## BRIEF
Transcribe every line of the data below verbatim, leaving nothing out and changing nothing.
** BEGIN **
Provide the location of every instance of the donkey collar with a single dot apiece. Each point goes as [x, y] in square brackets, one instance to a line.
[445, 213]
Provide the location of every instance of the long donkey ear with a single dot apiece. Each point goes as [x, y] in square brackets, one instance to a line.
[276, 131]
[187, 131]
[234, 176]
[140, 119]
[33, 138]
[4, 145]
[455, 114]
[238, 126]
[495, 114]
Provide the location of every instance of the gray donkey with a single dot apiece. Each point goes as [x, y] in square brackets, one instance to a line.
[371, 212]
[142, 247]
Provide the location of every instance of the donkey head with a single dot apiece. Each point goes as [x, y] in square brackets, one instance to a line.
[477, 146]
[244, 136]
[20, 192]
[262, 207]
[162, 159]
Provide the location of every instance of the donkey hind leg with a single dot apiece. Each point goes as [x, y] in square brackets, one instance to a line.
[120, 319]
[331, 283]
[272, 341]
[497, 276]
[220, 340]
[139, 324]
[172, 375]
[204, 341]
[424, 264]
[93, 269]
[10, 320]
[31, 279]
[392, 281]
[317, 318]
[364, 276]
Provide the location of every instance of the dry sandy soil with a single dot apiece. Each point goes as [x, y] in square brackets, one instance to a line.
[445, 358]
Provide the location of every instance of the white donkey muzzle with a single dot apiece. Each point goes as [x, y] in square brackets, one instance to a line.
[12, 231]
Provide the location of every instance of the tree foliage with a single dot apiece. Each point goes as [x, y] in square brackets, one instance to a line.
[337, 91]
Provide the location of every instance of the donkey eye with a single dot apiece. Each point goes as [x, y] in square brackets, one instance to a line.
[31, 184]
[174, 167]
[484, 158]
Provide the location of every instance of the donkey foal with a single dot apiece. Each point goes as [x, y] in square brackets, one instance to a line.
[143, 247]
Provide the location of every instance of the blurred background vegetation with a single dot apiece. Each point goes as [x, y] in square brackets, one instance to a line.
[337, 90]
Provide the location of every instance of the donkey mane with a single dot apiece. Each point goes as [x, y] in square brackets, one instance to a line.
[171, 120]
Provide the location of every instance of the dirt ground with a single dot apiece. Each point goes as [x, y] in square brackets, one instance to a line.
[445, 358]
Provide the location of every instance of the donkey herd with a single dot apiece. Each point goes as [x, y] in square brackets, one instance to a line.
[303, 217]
** END **
## EXERCISE RESULT
Provide the location of every instance of the donkey collar with a single dot apiece. Each point goes as [x, y] in square brackets, one instance to a line.
[445, 213]
Provide the location of every instance of the long donkey ear with a single dot apiece. Each point goes as [x, y] in square brackets, one instance to a line.
[276, 131]
[187, 131]
[234, 176]
[140, 119]
[33, 138]
[4, 145]
[455, 114]
[238, 126]
[495, 114]
Provide the location of every instance of the gray donkey with a single dot apiece. Each point goes as [x, y] in square brackets, one instance to a line.
[371, 212]
[142, 247]
Provide the location of every instance of the donkey head with a single dot apiece. Each point goes as [x, y] in square brackets, one instance to a line.
[477, 146]
[244, 136]
[20, 192]
[262, 207]
[162, 159]
Provide the location of every instance of the donkey hind leg with a single dot apiece. Each point goes as [x, y] in square brackets, one instance to a line.
[120, 319]
[331, 283]
[272, 341]
[497, 276]
[220, 340]
[139, 324]
[172, 375]
[204, 341]
[424, 264]
[93, 269]
[10, 320]
[31, 279]
[392, 281]
[317, 318]
[364, 276]
Provide the location of every instance of the dry sandy soil with a single dot apiece. Each point goes as [x, y] in square brackets, one instance to a line.
[445, 358]
Provide the location of every instance of the white donkey muzzle with a single dot apiece. Each point goes as [x, y] in square brackets, one instance to a line.
[12, 231]
Provide the location of every instance of the tree foliage with a single dot apiece. Each point goes as [x, y] in square brackets, one instance to a line.
[337, 91]
Provide the location of every instance of the donkey eye with a single dot apiece. Each point goes as [x, y] in square brackets, one instance to a line.
[31, 184]
[174, 167]
[484, 158]
Provide the location of every instance of the donkey foal with a single dot apiece. Each point goes as [x, y] in square brackets, one instance to a line.
[143, 247]
Provide the location of every instance of the blurred background vegetation with a single dot apiece. Each point goes as [x, y] in square brackets, one instance to a line.
[337, 90]
Provide the location of every instance of the donkey mane with a single dot apiece. Each point goes as [x, y] in square brackets, one instance to a line.
[171, 120]
Provide the location of every instance of the dirt ground with a single dot apiece. Each point goes as [x, y] in square brackets, one instance to a line.
[445, 358]
Provide the location of every instance of the donkey herd with a single dot apiece. Each point goes as [x, y] in square brackets, one instance to a line.
[303, 217]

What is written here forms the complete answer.